Request: Reproduce the listing below word for word, leaving out the pictures.

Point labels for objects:

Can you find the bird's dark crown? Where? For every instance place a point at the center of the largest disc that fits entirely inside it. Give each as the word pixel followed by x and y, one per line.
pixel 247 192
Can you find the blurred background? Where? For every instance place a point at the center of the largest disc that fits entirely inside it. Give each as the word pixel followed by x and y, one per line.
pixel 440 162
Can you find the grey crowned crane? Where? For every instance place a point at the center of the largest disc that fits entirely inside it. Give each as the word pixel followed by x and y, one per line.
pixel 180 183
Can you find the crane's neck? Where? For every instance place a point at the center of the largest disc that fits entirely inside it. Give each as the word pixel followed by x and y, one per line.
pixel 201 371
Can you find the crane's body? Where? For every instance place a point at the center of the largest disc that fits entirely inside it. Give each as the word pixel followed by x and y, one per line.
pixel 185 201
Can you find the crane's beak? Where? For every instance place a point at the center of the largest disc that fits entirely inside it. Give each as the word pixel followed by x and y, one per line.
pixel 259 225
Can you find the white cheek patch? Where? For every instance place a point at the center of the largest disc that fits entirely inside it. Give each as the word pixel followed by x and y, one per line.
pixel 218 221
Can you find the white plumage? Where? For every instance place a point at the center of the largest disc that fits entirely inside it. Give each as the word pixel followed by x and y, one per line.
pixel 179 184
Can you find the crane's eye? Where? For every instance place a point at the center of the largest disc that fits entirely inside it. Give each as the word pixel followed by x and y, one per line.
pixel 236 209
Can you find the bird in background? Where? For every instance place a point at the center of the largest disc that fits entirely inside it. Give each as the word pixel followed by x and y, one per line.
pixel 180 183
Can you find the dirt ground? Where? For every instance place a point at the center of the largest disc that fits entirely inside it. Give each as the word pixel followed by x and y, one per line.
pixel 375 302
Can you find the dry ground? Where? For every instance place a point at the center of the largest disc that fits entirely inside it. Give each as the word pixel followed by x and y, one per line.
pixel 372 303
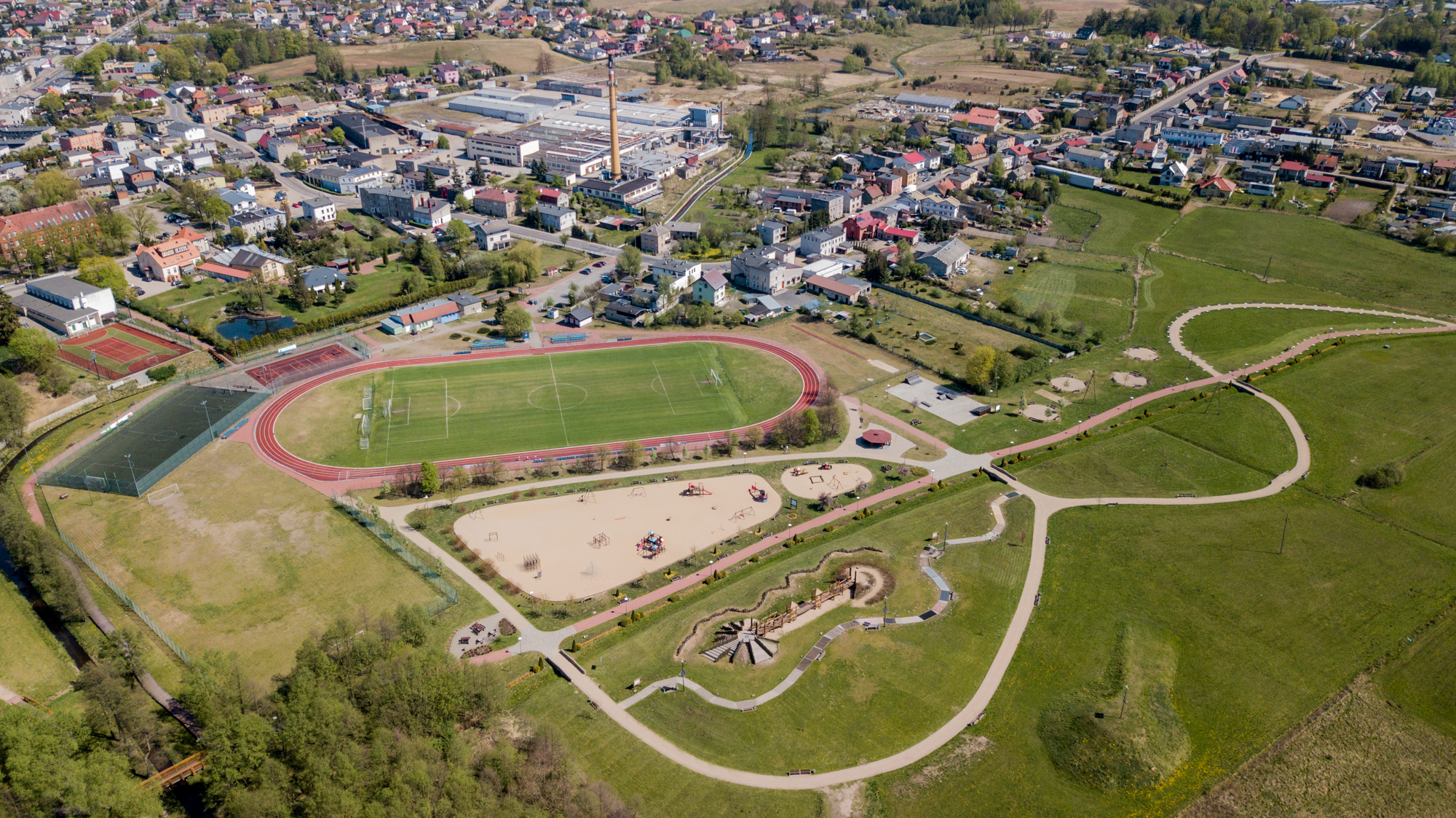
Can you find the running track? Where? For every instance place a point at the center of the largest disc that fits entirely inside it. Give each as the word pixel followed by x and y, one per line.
pixel 270 447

Answer for the task:
Can you find the bird's dark crown? Where? For every instance place a point at the center of the largest disc that fits entirely inside it. Give each as the word pixel followed by x and y, one per line.
pixel 247 192
Can you find the blurred background? Where? For every instance place a point at the center of the largest disc that fits entirely inside it. Give each as the word pixel followed by x and y, one per line.
pixel 440 162
Can you find the grey crowned crane? Where? For every instance place a point at the center of the largest disc that fits entirely inside it. Give each as the word pixel followed by x and y, one per line.
pixel 180 183
Can you find the crane's neck? Where? For every instance place a point at the center of the largest disc that fits entirely inside it. Give each as the word pixel followed by x and y, one per line.
pixel 201 371
Can you find the crane's body? Where? For every instance place a point at the center of the largest disc that fits entirely inside it. Give each as the word pixel followed by x and y, one per line.
pixel 185 201
Can you find the crane's beak? Where? For every instance place a point at the center of the largest disc that fits entirely inside it. Give each as the word pixel followed by x and y, one per line.
pixel 259 225
Can you find the white cheek patch? Where? For every instance place a point at the center of the largest disc that fits entirely inside it. Give each as the word pixel followed by x and y, one per line.
pixel 218 221
Can you find the white plumage? Where? For every instance place a point at the center of the largest disc that fits entirely inside it. Give each as the word pixel followed by x and y, one per line.
pixel 179 184
Can you find the crane's eye? Where? For every instance place a point at the center of the largest disc that fits entirely inside it. Give each as the word pixel followed by x and y, one per line.
pixel 236 209
Can you find the bird in background? Where? For every instance place a point at the center of the largest disc that fits entirely inside it. Give each as the word pixel followed by x and y, one per line.
pixel 180 183
Can you find the dirt ground? Where? For every instance place a point at the center of the largest disc that fits entirely inside it. Give each as the word pixel followed by x and y, one per line.
pixel 375 302
Can you find the dry ground? Where? For every instance place a point at the center of the largest disc that fits entirely inside it. Give each as the word pixel followed by x and y, one per line.
pixel 372 303
Can you find the running track? Where? For every instance place a point at the center of the largest disc that fits entirely inside it. Give each as the word pixel followed by x and y, one per line.
pixel 270 447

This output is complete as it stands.